- _Data supplied_
-- Opening Marker --

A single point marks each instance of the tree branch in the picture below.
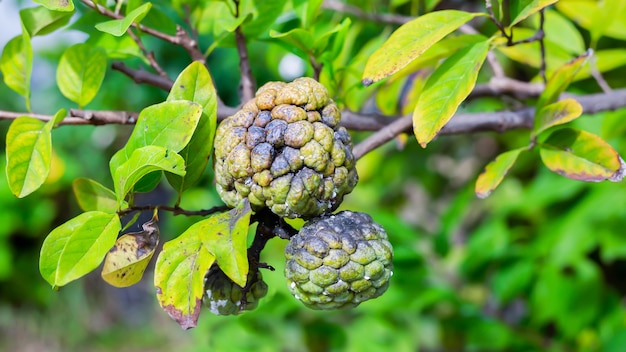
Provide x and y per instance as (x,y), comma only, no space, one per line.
(389,18)
(141,76)
(175,210)
(248,87)
(181,38)
(494,121)
(386,127)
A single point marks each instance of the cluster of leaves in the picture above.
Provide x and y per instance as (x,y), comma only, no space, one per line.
(427,70)
(575,154)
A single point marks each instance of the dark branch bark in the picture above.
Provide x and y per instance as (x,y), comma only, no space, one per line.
(141,76)
(175,210)
(480,122)
(248,86)
(386,127)
(181,38)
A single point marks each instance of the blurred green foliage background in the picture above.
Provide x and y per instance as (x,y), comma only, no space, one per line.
(539,265)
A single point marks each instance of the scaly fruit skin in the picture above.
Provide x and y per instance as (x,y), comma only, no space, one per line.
(284,150)
(224,297)
(339,261)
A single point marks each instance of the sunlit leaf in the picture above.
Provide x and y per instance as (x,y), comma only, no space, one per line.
(265,14)
(562,32)
(521,9)
(41,21)
(81,72)
(16,64)
(91,195)
(557,113)
(28,150)
(495,171)
(592,15)
(581,155)
(446,89)
(224,235)
(529,53)
(410,41)
(126,262)
(77,247)
(195,84)
(179,276)
(119,27)
(299,40)
(142,162)
(307,11)
(169,125)
(57,5)
(437,52)
(559,81)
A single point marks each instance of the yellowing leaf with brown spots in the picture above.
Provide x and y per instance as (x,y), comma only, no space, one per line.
(126,262)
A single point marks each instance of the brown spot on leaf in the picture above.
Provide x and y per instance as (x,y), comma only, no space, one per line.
(186,321)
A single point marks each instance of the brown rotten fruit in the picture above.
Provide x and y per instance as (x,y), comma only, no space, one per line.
(284,150)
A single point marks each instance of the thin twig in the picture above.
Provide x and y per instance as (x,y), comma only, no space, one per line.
(338,6)
(248,87)
(542,46)
(497,22)
(494,121)
(387,127)
(597,75)
(148,54)
(181,38)
(174,210)
(141,76)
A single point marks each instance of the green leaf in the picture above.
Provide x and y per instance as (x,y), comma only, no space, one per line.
(41,21)
(142,162)
(169,125)
(561,32)
(56,119)
(410,40)
(29,151)
(117,48)
(179,276)
(522,9)
(495,171)
(80,72)
(445,89)
(307,11)
(559,81)
(265,14)
(119,27)
(529,53)
(91,195)
(224,235)
(298,38)
(557,113)
(126,262)
(57,5)
(592,15)
(437,52)
(195,84)
(77,247)
(16,64)
(582,156)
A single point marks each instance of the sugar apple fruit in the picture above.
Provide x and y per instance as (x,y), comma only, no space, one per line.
(285,151)
(338,261)
(224,297)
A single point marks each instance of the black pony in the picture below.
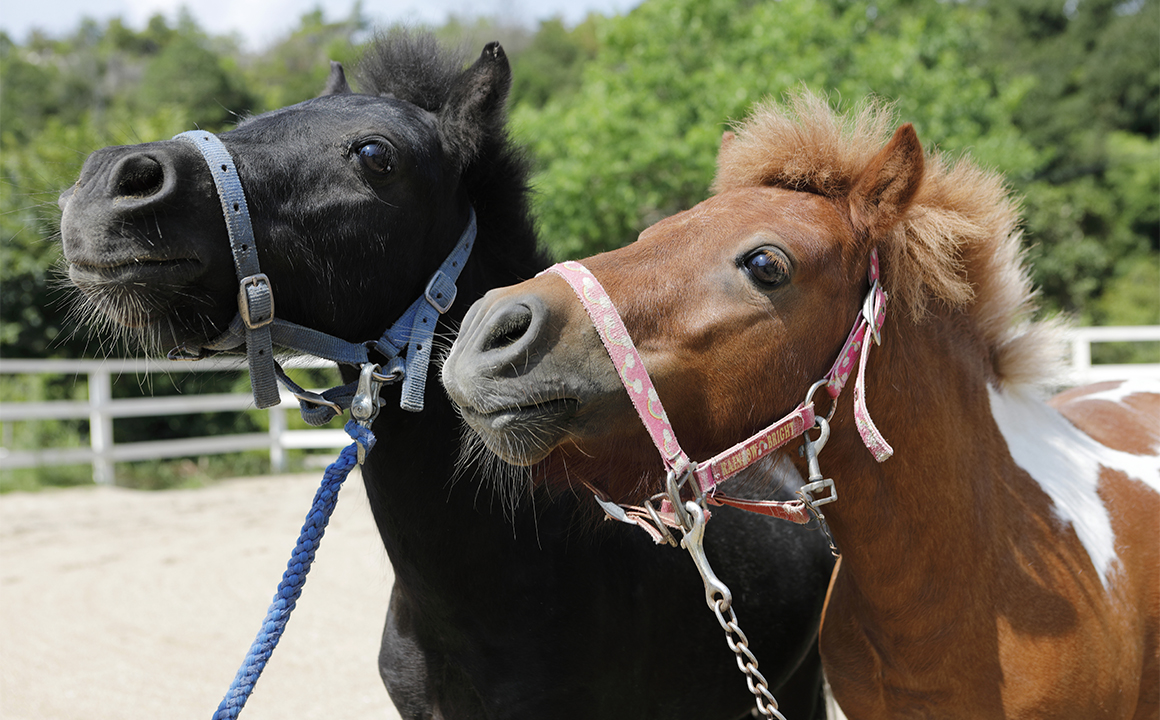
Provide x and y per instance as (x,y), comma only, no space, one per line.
(355,201)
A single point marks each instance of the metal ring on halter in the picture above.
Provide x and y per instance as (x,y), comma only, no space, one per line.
(659,523)
(674,497)
(813,388)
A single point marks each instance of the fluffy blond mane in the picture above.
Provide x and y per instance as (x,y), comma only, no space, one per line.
(958,246)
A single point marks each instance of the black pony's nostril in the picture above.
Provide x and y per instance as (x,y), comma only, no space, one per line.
(508,328)
(139,176)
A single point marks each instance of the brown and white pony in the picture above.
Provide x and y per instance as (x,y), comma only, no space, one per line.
(1005,562)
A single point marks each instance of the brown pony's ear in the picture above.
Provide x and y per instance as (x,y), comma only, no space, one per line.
(885,188)
(336,84)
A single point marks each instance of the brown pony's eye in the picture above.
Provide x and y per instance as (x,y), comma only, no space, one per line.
(376,157)
(767,266)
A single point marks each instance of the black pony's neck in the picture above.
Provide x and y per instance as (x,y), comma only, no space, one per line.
(420,497)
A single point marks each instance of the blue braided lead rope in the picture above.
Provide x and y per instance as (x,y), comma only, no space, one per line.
(295,577)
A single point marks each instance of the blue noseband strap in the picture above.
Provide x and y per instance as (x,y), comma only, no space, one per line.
(255,298)
(406,344)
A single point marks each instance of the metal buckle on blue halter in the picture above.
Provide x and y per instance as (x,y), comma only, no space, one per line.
(406,344)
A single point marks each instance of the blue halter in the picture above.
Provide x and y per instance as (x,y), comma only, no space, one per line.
(406,344)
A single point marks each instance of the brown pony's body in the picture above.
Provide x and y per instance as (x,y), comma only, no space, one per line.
(1005,562)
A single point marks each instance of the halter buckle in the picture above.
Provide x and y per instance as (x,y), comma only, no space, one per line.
(818,486)
(262,300)
(365,404)
(441,291)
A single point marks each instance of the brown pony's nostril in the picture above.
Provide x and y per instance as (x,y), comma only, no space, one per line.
(138,176)
(508,328)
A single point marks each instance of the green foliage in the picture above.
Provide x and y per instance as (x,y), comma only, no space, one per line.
(295,68)
(1093,115)
(637,142)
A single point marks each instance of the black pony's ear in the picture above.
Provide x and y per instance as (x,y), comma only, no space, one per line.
(475,109)
(336,84)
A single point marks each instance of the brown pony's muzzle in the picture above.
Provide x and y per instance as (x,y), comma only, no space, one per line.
(513,371)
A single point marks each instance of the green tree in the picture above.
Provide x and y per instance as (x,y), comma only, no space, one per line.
(1093,115)
(637,142)
(296,67)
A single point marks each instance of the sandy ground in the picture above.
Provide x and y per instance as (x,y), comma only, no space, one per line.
(122,604)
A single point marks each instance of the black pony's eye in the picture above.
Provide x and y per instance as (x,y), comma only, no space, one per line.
(768,266)
(376,157)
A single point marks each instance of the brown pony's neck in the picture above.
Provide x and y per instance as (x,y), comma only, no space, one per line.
(907,525)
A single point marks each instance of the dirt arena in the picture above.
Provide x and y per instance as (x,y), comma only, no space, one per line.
(129,605)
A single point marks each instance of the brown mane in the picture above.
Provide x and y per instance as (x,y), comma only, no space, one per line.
(958,247)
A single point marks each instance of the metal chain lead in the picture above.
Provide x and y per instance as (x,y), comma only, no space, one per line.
(720,600)
(746,662)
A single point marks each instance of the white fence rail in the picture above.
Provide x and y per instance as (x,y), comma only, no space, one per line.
(102,408)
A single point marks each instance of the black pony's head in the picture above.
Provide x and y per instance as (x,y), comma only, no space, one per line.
(354,198)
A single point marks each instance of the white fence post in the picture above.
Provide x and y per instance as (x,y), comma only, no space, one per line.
(100,424)
(278,427)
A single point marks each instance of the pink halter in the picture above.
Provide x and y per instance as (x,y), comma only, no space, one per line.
(710,473)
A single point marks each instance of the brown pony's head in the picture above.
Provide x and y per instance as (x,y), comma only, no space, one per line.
(739,304)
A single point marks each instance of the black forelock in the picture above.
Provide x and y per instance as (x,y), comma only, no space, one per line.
(411,66)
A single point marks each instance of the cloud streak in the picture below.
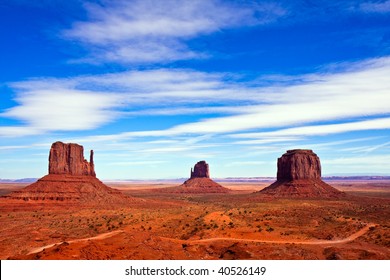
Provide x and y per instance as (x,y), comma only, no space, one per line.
(354,98)
(145,31)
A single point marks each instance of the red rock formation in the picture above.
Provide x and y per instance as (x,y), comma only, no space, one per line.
(71,179)
(201,170)
(199,182)
(69,159)
(299,164)
(299,175)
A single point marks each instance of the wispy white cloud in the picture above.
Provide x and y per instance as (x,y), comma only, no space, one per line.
(374,124)
(359,92)
(157,31)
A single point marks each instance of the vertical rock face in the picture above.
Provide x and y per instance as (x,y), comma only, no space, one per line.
(68,159)
(299,176)
(299,164)
(201,170)
(71,179)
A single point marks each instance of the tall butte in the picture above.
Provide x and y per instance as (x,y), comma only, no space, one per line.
(199,182)
(299,176)
(71,178)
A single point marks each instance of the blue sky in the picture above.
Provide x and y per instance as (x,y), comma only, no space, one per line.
(155,86)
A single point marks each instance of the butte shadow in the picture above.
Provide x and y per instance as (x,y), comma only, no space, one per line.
(71,179)
(198,183)
(299,176)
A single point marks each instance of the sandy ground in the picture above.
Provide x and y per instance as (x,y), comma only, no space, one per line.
(238,225)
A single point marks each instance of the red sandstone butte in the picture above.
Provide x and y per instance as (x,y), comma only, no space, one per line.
(199,182)
(69,159)
(72,179)
(201,170)
(299,176)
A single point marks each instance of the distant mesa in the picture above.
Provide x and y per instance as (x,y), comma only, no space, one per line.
(199,182)
(201,170)
(68,159)
(299,176)
(71,178)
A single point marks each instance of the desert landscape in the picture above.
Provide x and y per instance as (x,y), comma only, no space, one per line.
(70,214)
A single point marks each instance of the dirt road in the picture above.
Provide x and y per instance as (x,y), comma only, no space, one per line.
(97,237)
(308,242)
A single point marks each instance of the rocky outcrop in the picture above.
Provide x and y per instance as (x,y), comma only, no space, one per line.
(201,170)
(68,159)
(199,182)
(299,164)
(299,176)
(71,179)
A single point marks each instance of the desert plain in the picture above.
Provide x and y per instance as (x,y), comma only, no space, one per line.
(240,224)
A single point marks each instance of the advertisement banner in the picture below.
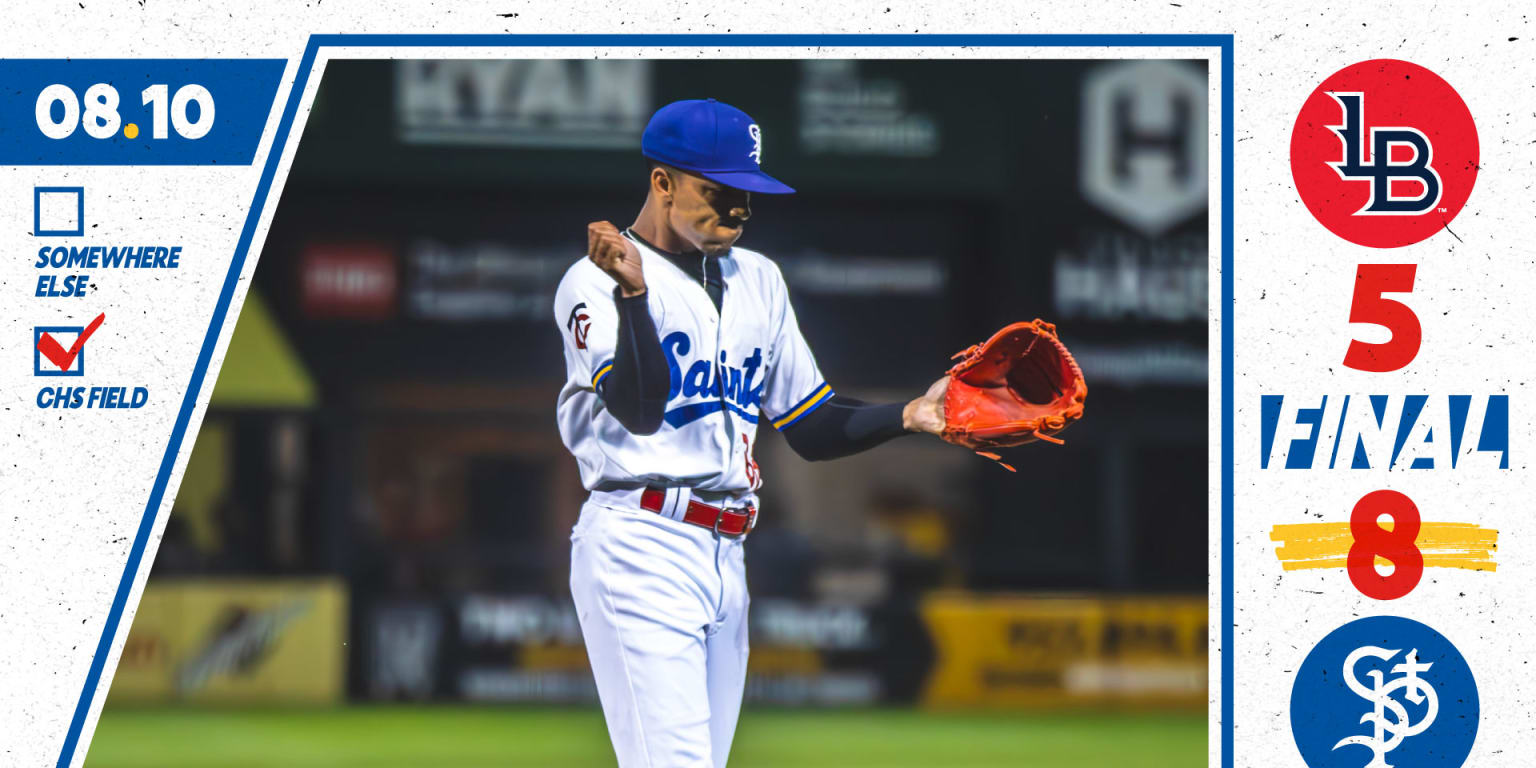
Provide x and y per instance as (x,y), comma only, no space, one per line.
(237,642)
(1062,652)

-- Closing Marker --

- _What is expected_
Pull out every line of the records that includes the string "nostril".

- _Exercise output_
A single point marks each instance of the black pony's nostril in the picture above.
A single point marks each instance of the brown pony's nostril in the picture above.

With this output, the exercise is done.